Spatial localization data
▽
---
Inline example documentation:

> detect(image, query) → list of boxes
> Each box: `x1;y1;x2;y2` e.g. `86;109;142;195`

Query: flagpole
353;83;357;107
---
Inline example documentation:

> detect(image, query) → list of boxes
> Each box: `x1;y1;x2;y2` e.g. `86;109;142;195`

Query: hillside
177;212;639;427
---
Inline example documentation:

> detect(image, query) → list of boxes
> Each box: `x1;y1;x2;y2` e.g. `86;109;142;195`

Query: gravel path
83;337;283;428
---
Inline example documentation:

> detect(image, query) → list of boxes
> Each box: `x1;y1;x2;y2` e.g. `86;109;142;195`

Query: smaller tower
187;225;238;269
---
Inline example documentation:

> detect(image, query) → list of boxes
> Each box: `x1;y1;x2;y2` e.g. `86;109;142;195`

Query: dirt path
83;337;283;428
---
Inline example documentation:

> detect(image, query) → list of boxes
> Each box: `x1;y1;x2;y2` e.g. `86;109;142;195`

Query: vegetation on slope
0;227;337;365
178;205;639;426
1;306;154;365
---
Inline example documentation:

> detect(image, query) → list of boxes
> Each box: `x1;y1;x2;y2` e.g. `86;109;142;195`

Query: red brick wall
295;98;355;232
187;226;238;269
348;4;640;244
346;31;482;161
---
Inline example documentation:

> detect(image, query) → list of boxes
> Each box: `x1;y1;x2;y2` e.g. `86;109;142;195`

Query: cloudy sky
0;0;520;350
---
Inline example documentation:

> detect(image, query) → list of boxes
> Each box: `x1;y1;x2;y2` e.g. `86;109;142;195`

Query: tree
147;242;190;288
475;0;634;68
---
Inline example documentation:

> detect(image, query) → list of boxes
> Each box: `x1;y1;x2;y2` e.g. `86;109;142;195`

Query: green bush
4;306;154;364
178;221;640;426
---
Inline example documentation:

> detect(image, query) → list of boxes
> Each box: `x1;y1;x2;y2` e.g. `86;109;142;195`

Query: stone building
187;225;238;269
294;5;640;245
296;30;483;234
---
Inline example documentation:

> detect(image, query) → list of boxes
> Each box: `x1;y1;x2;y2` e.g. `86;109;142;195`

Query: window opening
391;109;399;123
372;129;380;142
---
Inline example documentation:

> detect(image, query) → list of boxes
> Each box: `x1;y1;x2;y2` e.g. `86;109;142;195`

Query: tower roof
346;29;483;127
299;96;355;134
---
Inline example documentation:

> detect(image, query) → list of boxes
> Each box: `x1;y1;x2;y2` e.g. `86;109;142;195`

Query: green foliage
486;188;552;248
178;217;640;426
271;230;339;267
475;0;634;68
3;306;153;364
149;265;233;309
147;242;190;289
△
ACTIVITY:
Give the entries again in full, with nothing changed.

EXERCISE ANSWER:
---
Inline example documentation:

> detect(image, query) → list of boxes
> Each box: `x1;y1;x2;y2` e.g. `86;109;142;195`

Query: flagpole
353;83;357;107
---
Inline example documentation:

> detect(image, query) → list of boxes
> Each box: `x1;y1;x2;y2` e.g. `86;109;142;195`

Query: hillside
177;212;639;427
---
Inline example documentation:

> detect(image, query) → list of boxes
> Each box: `x1;y1;x2;y2` e.g. `86;109;142;195`

Query: gravel path
83;337;283;428
---
Inline example documentation:

> detect(image, query) → list of boxes
> Each box: `x1;y1;x2;y2` e.g. `86;109;142;195`

Query: smaller tower
187;225;238;269
---
Inline example documentation:

> detect(image, query) → list of boxes
> Each box: `x1;y1;x2;y2` e.g. `86;109;142;195`

Query: dirt path
83;337;283;428
---
Inline example documentation:

> detect(image, query) → list of boxes
> Each box: `x1;y1;x2;y2` e.g. `86;109;142;195`

Query: vegetation on slope
0;227;337;365
178;205;639;426
1;306;154;365
---
Inline example documentation:

> detect(image, query) → list of boxes
> Each box: `x1;y1;x2;y2` e.g. `86;109;142;195`

Query: red brick wall
295;98;355;232
187;226;238;269
348;4;640;244
346;31;482;161
---
Inline example documentation:

> detect(image, query) → list of boxes
> Each box: `x1;y1;x2;y2` e.g. `86;109;142;195`

Query: cloudy sky
0;0;520;350
---
Inline example documentation:

> detect(image, query) → list of boxes
> Each box: `x1;y1;x2;y2` e.g. `86;109;142;195`

Query: tree
147;242;190;288
475;0;634;68
---
Inline example documentation:

> detect(image, query) → list of boxes
> Each box: `x1;y1;x2;y2` e.g. `86;109;142;195`

Query: green bush
4;306;154;364
178;221;640;426
---
Inline example documentation:

> detect(image, query) → list of boxes
> Each box: `x1;y1;x2;y2` e.g. `86;109;142;195`

Query: stone building
187;225;238;269
294;5;640;245
296;30;483;234
---
Inline example documentation:

> detect(image, query) → list of boxes
> Each box: `x1;y1;x2;y2` e.g. `86;109;142;195`

Query: window opening
391;109;399;123
372;129;380;142
---
Inline example documentation:

> detect(image, query) → list of boxes
> Each box: `x1;y1;x2;y2` e.g. `86;109;142;195`

Query: tower roof
346;29;483;127
299;96;355;134
---
Inline example documentation:

> detect(image, query) → list of boxes
> Each box: `x1;y1;x2;y2` e.g. `86;109;142;195`

Query: green foliage
486;188;552;248
178;217;640;426
271;230;339;267
475;0;634;68
3;306;153;364
149;265;233;309
147;242;190;289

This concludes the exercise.